The entries below contain a line with "conifer tree in the photo above." and a line with "tile roof in the photo above.". Quote exactly those two lines and all lines between them.
⁂
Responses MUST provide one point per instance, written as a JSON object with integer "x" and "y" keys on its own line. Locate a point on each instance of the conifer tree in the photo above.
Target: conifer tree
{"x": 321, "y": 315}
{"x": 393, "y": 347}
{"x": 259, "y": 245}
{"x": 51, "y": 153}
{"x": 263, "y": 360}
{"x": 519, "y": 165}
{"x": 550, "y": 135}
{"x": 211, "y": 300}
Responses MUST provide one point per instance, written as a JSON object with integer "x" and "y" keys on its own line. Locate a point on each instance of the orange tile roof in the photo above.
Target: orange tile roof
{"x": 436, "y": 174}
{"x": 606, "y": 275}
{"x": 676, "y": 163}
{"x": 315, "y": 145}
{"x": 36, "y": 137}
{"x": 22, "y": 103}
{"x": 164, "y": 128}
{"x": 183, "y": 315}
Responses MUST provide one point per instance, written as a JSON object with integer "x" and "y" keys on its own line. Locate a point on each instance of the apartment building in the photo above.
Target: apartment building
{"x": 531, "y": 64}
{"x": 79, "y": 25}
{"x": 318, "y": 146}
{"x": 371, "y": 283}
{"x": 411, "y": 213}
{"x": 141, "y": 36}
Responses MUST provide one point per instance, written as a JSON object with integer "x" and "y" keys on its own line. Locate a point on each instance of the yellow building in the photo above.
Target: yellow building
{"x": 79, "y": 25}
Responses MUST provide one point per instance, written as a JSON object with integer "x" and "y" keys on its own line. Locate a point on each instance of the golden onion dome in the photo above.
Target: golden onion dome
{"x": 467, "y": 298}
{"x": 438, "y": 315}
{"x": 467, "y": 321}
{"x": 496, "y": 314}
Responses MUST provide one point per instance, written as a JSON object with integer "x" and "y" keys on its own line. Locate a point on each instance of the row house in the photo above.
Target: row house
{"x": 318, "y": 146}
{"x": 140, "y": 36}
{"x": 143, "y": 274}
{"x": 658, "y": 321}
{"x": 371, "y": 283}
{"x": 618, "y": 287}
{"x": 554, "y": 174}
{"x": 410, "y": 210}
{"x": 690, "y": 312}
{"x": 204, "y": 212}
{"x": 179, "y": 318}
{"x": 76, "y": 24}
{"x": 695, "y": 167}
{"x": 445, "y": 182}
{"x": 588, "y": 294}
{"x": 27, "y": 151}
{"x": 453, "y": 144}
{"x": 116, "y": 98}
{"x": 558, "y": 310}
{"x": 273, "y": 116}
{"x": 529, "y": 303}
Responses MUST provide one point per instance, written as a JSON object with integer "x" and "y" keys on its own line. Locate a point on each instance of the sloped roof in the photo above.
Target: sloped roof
⁂
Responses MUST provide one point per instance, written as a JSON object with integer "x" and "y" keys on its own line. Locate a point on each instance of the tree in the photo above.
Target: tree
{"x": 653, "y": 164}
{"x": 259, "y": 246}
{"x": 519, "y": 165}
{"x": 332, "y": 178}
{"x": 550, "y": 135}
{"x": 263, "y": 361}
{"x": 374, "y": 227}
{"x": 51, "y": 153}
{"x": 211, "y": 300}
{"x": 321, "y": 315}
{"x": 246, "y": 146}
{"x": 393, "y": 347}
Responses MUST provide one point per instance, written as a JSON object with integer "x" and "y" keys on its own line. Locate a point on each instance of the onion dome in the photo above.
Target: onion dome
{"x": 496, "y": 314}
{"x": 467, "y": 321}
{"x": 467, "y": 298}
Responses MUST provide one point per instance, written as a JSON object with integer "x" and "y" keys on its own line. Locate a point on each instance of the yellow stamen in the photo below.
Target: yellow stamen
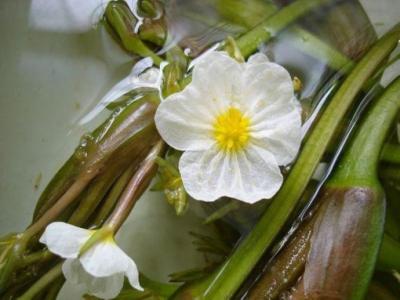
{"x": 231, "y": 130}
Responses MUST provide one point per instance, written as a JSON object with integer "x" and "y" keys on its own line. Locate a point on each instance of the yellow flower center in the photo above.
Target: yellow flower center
⁂
* _Problem solution_
Responses MUST provide one point per instance, written as a JSON object with integer "x" and "y" keys on its own line. Locate a point on each instance of the conifer tree in the photo above.
Target: conifer tree
{"x": 321, "y": 315}
{"x": 393, "y": 347}
{"x": 259, "y": 245}
{"x": 51, "y": 153}
{"x": 263, "y": 360}
{"x": 519, "y": 165}
{"x": 550, "y": 135}
{"x": 211, "y": 300}
Responses MUST provide one point per instance, written as a JSON object with integer "x" and "y" keys on its own line. Locate a point on each instance of the orange tile roof in the photo above.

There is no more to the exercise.